[Problema planteado] Prolonga el texto sobre la poesía de Olga Orozco a partir de su última oración.

[Texto proporcionado]
/---

La evocación de aquella lectura es pertinente porque su efecto es el que caracteriza la poética que la sostiene, atenta a producir una atmósfera de cámara de resonancia, demorada y arrebatada a la vez, densa y sombría, que va envolviendo a quien escucha, a quien lee. “Creo que supe desde muy temprano que la forma no era el límite, que había prolongaciones invisibles y visibles de esto que llamamos realidad”, enunciaba Olga Orozco. Una atmósfera y un mundo que aparecen perfectamente reconocibles ya en su primer libro, Desde lejos (1946), y que hasta el último publicado, Con esta boca, en este mundo (1994), no harán sino desenvolverse y afianzarse. Gracias al cuidado de Ana Becciú y con una luminosa introducción de Tamara Kamenszain, es posible ahora seguir esa trayectoria en sus nueve títulos, a los que la edición de la Poesía completa incorpora los últimos poemas no articulados en libro, y tres ensayos.

\---

[Registros de una colección]
/---

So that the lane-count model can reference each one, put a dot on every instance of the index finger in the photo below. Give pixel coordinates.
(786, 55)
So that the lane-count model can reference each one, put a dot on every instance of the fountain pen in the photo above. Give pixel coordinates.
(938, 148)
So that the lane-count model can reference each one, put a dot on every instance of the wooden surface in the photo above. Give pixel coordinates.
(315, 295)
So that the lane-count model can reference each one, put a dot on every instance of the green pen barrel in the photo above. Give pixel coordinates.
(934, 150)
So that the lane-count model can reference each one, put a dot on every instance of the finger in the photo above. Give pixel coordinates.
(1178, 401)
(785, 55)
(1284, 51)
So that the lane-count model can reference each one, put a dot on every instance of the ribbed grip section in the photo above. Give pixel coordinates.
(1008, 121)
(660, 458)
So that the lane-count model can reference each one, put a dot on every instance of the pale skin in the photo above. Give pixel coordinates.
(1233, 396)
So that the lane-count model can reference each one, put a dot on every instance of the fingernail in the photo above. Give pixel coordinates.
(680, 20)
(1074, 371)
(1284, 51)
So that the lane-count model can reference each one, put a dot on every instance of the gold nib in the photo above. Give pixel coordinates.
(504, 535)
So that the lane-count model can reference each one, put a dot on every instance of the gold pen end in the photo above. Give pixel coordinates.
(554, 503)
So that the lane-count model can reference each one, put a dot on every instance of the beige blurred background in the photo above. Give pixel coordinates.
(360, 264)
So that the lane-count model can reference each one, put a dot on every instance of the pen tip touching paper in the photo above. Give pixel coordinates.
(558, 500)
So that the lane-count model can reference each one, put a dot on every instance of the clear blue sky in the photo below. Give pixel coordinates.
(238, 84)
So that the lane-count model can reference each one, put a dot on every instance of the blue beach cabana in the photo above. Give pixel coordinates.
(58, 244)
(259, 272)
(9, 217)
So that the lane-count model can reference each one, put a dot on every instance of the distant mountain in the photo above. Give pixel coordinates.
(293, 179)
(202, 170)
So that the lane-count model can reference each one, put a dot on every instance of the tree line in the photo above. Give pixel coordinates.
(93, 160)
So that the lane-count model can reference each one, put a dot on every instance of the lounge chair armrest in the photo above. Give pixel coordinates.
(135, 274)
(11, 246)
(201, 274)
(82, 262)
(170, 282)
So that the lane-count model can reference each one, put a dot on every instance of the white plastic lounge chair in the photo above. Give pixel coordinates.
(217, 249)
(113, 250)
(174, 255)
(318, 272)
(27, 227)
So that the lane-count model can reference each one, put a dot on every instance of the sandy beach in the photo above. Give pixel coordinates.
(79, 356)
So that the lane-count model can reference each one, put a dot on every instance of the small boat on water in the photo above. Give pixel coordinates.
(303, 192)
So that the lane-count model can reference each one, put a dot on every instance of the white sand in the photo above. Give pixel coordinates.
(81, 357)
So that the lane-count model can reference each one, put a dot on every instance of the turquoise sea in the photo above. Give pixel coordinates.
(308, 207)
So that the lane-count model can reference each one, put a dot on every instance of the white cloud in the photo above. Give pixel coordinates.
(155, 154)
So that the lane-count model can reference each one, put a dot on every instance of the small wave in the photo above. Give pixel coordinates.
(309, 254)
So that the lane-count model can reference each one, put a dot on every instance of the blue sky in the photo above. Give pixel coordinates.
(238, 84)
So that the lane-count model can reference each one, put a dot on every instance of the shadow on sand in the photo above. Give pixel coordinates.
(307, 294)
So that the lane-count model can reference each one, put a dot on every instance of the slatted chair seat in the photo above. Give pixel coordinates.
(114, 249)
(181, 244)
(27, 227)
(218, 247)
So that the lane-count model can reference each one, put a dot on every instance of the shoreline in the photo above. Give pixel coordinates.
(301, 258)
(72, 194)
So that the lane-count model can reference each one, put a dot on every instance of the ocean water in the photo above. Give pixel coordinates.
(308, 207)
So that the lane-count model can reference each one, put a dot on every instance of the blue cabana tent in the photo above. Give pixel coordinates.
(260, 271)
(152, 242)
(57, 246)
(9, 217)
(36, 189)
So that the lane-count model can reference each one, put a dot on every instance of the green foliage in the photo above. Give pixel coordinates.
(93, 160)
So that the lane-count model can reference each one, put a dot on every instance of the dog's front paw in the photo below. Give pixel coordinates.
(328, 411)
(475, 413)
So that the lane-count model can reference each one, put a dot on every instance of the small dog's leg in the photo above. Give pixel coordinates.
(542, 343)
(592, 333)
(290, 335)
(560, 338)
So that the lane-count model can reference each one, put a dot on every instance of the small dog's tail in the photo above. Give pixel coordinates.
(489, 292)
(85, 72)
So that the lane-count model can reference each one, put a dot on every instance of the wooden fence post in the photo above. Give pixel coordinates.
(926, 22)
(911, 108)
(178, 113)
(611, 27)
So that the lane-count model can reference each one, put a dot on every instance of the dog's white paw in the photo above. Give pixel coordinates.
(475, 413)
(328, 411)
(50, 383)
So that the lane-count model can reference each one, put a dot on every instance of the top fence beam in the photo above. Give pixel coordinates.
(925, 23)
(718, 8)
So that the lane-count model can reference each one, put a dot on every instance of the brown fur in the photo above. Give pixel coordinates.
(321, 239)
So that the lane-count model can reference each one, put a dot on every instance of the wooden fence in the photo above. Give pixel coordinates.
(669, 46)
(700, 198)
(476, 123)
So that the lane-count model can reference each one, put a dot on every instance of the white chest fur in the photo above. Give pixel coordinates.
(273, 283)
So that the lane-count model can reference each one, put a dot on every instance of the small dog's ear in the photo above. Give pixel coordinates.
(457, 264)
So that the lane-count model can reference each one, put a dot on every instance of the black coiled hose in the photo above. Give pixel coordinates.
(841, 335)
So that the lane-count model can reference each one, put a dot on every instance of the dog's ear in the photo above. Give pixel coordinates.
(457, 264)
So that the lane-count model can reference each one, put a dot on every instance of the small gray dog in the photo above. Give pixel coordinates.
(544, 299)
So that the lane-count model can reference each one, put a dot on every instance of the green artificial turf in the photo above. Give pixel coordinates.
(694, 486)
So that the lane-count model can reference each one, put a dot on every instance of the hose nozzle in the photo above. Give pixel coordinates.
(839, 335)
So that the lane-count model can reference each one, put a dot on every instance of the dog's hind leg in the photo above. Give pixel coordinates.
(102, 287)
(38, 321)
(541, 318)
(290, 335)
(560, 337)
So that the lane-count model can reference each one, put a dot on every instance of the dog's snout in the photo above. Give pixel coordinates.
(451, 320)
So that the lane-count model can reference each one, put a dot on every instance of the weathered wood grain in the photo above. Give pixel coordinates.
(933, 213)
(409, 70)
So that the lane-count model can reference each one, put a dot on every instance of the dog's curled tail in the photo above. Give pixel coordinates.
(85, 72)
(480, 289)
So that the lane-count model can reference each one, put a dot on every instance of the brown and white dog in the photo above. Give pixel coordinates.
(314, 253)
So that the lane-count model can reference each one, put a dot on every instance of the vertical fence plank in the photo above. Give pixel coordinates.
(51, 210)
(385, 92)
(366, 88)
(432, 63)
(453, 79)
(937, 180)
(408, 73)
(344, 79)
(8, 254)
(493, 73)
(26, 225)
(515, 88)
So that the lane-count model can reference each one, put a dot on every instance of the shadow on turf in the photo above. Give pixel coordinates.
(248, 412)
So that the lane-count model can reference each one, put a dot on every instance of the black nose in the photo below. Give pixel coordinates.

\---

[Respuesta final]
Enraizada en el romanticismo y el surrealismo, en la escritura de Olga Orozco el cuerpo, la memoria, la soledad, los ritos, la percepción y la autopercepción escindida, los sueños, la noche son territorios a los que se vuelve una vez y otra, pero es la muerte el verdadero núcleo generador. Que hemos de morir pertenece al saber común, pero en cada uno de nosotros ese hecho resuena de manera distinta y el modo en que resuena conforma nuestra vida; la obra de Olga Orozco se va haciendo, va creciendo en esa meditación, como un diálogo consigo misma (las múltiples figuras del yo) y con los otros, dentro de la conciencia. La huella del surrealismo es impregnante y difusa, aparece en la dilatación natural operada en el campo de la conciencia –todas las zonas en sombra de las que apenas se sabe y que la constituyen– y en la relación con el mundo.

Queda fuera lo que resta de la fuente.